## Document segment
────────
The three most valuable persons on the PGA Tour are Tiger Woods, commissioner Jay Monahan and … Hollis Cavner.
Maybe in that order; maybe not. When I suggest to Cavner that he might be No. 1 in that lineup, he doesn’t want to hear it. “No, no,” Cavner said. “It’s got to be Tiger.”
Cavner is a behind-the-scenes lifesaver for the PGA Tour. More precisely, he is a tournament-saver.
Cavner, 62, started in the 1980s as a gopher at ESPN – emptying trash cans, getting coffee, whatever was needed – when the all-sports network telecast Senior Tour events. He later jumped into golf tournament administration at the U.S. Open and went on to form Pro Links Sports, a management group based in Blaine, Minn., that operates the Mexico Championship, a World Golf Championships event; Valspar Championship; Wells Fargo Championship and this week’s inaugural 3M Open in Blaine, just north of Minneapolis. Pro Links Sports also runs two Champions Tour events, was involved in salvaging a fall date for the Houston Open after it lost Shell as a sponsor; found a sponsor to rescue the Champions event in Boca Raton Fla., and began the Valspar Invitational, a top collegiate tournament.
The Wells Fargo and Valspar events were on the ropes and about to go away before Pro Links Sports and Cavner stepped in and saved them. Cavner’s longtime Champions Tour event in the Minneapolis area was considered among the circuit’s best stops. It was that success that led to its upgrade to the PGA Tour.
────────
## Given exercise 1
Which lines in the rows below contain the string "tree"? Pull out each of them.
## Given exercise 2
Can you carry on the article about Hollis Cavner and his PGA Tour events from the point where it stops?

## Records for the task
────────
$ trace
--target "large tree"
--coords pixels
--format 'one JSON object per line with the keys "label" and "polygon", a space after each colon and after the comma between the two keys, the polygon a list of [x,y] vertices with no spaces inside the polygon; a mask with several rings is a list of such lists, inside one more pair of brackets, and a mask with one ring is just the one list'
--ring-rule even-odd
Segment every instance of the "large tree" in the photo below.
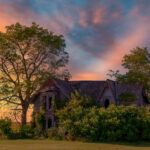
────────
## Answer 1
--target "large tree"
Segment every instance of the "large tree" in the photo below.

## Answer 2
So, what’s the secret to holding a successful tournament? “Sales and service,” Cavner said. “We overserve.”
If that meant flying in shark cartilage or buffalo meat to make senior star Chi Chi Rodriguez happy, Cavner did it. If it meant inviting his friend Arnold Palmer to stay at Cavner’s home during the 3M Championship and make sure he had his own golf cart, Cavner did it. Anything it takes to make players and caddies feel like they’re getting first-class treatment, Cavner makes sure it happens.
On the business side, it’s all about building strong relationships with sponsors, local charities and community leaders. Though Cavner says his company is like a family, he also has an iron-clad rule: “If you can’t sell, you can’t stay,” Cavner said. “Anybody can operate a golf tournament. You’ve got to sell it.”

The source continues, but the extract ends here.